**GOAL OF THE EXERCISE:**
Pick out each line of the records that includes the string "ceiling", and copy it.

**RECORDS PROVIDED:**
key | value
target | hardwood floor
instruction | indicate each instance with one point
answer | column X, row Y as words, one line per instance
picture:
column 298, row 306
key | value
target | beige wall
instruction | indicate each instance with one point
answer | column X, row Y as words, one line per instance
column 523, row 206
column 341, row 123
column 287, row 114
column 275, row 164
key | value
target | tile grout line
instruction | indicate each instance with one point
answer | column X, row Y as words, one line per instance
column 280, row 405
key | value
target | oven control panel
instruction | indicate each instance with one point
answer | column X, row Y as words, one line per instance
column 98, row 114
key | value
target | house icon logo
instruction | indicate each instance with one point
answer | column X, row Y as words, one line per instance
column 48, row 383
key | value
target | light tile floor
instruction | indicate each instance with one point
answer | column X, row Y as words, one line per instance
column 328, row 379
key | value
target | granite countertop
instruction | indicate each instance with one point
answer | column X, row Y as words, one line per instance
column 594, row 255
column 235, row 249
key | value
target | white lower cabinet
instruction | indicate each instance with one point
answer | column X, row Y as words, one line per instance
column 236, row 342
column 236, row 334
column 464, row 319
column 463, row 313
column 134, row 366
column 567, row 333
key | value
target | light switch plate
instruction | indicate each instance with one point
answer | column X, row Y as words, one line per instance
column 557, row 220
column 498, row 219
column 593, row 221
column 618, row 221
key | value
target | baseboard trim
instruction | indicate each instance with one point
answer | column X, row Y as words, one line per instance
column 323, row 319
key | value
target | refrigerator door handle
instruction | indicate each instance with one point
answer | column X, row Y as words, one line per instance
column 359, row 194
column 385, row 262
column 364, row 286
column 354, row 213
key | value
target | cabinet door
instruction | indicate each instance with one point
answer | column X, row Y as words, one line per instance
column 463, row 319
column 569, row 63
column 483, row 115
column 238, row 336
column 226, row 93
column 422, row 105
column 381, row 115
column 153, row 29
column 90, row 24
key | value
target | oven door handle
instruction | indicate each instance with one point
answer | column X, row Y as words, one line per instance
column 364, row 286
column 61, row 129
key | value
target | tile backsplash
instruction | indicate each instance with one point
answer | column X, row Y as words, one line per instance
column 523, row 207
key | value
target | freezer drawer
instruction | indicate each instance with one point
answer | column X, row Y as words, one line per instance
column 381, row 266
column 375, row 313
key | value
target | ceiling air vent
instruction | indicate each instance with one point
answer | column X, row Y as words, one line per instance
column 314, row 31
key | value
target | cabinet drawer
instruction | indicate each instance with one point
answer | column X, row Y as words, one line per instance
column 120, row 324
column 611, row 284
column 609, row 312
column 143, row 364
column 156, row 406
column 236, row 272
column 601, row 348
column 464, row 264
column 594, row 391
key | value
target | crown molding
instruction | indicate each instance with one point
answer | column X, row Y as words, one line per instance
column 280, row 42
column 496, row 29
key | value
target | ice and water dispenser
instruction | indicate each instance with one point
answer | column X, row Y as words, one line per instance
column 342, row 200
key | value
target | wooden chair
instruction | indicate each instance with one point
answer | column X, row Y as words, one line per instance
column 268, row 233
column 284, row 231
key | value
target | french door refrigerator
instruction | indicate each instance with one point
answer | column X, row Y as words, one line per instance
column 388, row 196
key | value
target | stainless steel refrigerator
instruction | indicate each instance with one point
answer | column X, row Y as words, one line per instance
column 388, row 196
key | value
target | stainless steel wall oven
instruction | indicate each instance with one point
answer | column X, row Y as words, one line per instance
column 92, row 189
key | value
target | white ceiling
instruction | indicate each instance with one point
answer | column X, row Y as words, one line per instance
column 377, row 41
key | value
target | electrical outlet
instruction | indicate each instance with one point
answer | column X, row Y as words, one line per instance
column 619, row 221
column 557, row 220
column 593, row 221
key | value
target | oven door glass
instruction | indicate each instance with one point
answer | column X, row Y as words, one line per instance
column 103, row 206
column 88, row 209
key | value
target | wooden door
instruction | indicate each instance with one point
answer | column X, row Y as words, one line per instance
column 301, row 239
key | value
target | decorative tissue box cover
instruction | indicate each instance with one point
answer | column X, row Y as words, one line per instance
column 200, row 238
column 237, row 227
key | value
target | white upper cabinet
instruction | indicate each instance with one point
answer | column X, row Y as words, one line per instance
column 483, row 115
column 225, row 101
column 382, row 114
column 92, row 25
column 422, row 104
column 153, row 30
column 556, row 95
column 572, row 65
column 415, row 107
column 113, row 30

...

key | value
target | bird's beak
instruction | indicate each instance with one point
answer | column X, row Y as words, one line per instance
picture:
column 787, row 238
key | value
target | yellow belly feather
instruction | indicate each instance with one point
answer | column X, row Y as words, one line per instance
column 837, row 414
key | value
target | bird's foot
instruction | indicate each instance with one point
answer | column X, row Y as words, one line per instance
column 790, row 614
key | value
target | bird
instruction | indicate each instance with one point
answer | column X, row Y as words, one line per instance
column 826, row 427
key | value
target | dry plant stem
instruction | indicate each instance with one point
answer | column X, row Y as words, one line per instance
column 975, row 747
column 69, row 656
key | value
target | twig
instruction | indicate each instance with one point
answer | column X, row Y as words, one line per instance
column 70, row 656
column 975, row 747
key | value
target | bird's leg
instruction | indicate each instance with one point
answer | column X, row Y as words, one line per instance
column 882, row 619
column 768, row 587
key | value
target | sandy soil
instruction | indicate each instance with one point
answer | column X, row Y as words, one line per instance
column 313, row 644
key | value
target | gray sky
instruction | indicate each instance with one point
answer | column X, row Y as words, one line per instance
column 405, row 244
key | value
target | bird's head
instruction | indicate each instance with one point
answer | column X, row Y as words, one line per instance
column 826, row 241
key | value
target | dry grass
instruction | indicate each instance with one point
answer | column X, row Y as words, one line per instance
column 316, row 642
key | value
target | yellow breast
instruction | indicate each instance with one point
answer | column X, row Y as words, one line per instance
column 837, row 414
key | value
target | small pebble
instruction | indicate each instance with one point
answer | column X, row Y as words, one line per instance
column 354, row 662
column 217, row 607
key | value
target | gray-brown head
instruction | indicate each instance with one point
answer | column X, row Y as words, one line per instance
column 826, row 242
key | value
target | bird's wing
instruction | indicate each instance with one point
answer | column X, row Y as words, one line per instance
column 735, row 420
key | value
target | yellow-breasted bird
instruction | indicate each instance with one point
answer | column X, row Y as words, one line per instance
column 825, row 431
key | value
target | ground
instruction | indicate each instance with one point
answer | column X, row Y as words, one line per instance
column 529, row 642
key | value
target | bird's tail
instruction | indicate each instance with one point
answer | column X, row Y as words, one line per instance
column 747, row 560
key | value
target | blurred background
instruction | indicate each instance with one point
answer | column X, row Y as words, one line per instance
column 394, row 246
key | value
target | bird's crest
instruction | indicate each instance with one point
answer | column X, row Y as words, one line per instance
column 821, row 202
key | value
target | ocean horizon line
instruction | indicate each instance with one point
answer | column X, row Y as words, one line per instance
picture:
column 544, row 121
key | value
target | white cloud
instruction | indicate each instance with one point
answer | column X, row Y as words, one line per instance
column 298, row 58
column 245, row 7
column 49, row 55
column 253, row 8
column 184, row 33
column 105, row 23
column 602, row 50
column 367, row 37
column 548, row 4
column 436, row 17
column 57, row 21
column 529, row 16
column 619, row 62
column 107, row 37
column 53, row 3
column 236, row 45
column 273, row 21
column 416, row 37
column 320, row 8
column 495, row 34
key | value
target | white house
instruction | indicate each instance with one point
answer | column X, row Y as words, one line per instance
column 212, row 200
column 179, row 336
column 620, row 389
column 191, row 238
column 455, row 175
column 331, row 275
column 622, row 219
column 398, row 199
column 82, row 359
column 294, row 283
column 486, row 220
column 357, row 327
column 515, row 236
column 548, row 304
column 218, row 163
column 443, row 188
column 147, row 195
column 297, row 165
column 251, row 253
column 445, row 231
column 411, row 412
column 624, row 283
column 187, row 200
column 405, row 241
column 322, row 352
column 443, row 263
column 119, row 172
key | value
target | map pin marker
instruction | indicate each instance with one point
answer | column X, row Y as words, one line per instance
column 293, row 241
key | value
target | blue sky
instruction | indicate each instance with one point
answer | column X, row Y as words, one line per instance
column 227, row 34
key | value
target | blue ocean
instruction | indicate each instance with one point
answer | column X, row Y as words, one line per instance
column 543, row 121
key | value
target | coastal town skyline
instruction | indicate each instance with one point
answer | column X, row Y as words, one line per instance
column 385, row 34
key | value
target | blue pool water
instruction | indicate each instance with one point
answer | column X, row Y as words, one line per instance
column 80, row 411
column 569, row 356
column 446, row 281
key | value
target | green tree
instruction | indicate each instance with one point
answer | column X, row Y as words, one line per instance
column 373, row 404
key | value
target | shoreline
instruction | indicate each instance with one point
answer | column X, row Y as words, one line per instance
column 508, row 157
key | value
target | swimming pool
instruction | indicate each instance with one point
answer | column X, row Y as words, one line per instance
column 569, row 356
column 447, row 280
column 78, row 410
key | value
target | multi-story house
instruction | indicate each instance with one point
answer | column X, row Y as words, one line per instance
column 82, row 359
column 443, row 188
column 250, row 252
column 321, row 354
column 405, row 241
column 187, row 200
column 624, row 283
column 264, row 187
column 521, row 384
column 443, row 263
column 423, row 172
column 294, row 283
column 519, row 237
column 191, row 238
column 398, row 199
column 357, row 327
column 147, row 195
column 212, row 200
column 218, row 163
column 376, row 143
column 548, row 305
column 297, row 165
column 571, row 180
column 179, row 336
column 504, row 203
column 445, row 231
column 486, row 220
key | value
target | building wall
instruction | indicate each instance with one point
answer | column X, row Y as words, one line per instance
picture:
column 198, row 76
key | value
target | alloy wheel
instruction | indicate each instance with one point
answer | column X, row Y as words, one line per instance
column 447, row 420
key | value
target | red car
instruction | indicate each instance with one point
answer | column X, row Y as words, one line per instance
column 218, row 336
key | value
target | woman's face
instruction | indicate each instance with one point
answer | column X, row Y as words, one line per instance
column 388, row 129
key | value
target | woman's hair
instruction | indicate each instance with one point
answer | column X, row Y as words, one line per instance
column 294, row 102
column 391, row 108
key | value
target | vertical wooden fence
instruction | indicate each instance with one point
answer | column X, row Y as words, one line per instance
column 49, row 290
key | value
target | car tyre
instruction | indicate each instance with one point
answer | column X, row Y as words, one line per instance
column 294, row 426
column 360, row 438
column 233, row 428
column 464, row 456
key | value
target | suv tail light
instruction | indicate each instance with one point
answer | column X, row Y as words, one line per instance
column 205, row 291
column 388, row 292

==

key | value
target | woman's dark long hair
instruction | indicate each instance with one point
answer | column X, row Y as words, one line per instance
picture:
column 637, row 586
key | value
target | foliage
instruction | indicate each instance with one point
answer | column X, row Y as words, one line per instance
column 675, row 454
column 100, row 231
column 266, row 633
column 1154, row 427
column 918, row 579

**FINAL ANSWER:**
target | ceiling air vent
target | white ceiling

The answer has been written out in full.